Find each line in the items below that contains the word "keypoint", and copy those lines out in full.

* **INPUT FOR THIS TASK**
----------------

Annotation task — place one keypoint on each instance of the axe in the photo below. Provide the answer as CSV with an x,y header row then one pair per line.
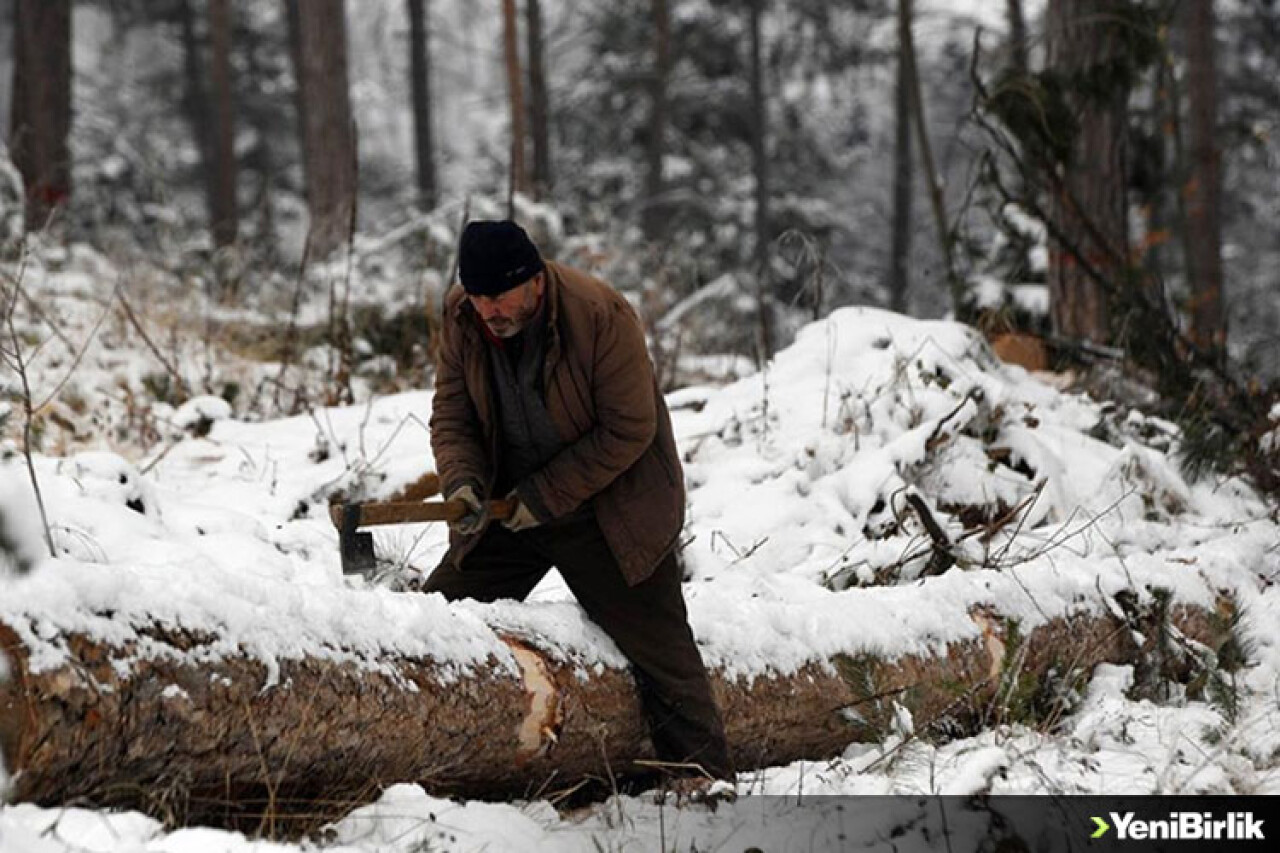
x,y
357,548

----------------

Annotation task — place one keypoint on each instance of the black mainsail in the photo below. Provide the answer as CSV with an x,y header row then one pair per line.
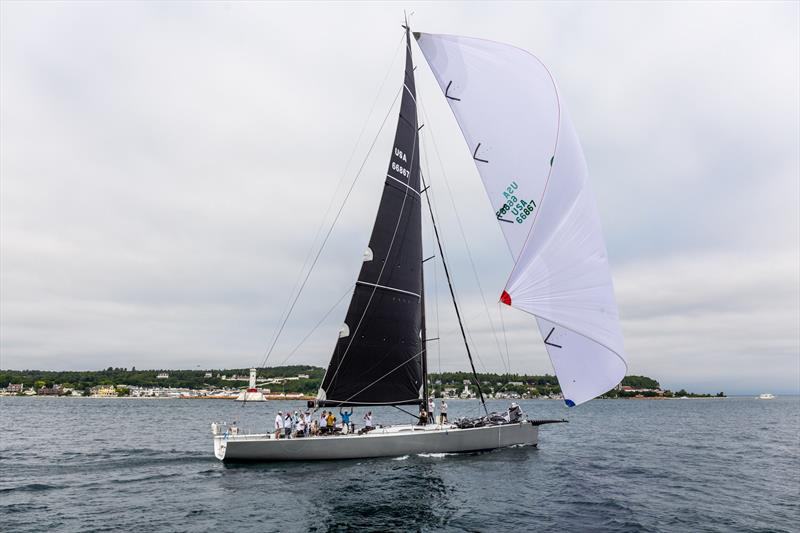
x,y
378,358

----------------

* **SOLUTION FOR THIS EXERCISE**
Annotation task — place one keypoint on each instance of the axe in the photo below. Provide the answer as CSV with an x,y header row then one pair per line.
Annotation task — place one keypoint on each instance of the black mainsail in the photo below. Provide the answer as CSV with an x,y header row then one pair per line.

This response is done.